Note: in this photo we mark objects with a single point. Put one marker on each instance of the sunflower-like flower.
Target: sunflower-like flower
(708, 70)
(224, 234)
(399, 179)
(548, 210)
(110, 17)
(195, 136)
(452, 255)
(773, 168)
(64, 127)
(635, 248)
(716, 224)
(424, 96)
+===+
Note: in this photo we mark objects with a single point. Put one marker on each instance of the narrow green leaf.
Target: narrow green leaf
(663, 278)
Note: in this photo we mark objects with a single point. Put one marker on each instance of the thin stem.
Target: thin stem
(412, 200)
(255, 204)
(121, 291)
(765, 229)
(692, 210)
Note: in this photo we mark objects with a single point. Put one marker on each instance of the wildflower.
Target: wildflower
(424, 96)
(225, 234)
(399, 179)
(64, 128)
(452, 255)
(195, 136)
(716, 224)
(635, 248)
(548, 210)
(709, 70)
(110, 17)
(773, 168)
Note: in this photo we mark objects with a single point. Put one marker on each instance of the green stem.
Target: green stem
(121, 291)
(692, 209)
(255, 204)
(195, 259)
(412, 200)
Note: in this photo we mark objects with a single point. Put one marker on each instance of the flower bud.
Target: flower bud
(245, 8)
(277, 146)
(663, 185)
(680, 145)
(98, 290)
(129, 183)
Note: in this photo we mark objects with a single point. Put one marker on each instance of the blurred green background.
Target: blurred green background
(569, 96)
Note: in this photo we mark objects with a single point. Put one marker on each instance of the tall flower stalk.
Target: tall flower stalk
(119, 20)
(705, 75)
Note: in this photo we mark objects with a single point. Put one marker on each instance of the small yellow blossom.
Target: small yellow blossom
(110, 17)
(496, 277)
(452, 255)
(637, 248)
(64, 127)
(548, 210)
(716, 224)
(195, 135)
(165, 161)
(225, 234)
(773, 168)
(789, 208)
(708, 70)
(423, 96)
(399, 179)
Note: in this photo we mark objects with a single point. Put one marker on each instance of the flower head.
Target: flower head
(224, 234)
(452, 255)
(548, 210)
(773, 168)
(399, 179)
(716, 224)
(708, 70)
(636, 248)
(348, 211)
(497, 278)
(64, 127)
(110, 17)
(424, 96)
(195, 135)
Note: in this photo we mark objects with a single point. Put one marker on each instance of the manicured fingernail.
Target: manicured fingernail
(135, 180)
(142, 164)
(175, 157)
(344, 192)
+===+
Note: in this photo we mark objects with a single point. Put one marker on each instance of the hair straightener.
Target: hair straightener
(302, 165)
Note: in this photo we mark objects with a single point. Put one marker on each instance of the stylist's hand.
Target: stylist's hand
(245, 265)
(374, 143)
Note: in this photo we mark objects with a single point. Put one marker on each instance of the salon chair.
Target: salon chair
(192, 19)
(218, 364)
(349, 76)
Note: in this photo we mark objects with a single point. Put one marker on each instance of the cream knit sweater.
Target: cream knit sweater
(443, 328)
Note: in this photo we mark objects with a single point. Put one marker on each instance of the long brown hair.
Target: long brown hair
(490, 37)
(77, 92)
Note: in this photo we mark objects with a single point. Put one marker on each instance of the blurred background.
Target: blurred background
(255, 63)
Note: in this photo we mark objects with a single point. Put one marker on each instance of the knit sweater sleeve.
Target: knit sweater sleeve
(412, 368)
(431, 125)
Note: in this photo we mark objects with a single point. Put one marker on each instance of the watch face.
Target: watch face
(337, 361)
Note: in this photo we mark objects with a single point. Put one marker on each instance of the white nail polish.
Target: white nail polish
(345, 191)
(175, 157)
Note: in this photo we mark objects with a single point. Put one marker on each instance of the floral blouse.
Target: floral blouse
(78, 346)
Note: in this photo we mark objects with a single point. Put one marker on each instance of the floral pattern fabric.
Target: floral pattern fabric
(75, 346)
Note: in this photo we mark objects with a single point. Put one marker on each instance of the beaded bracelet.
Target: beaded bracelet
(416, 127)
+===+
◆ STATED GOAL:
Collect every line in the entries above that contains the word "blouse", matching its case exactly.

◆ WRITTEN RESPONSE:
Note: in this photo we mark objects with a single point. Put one marker on each instance of the floral blouse.
Target: floral blouse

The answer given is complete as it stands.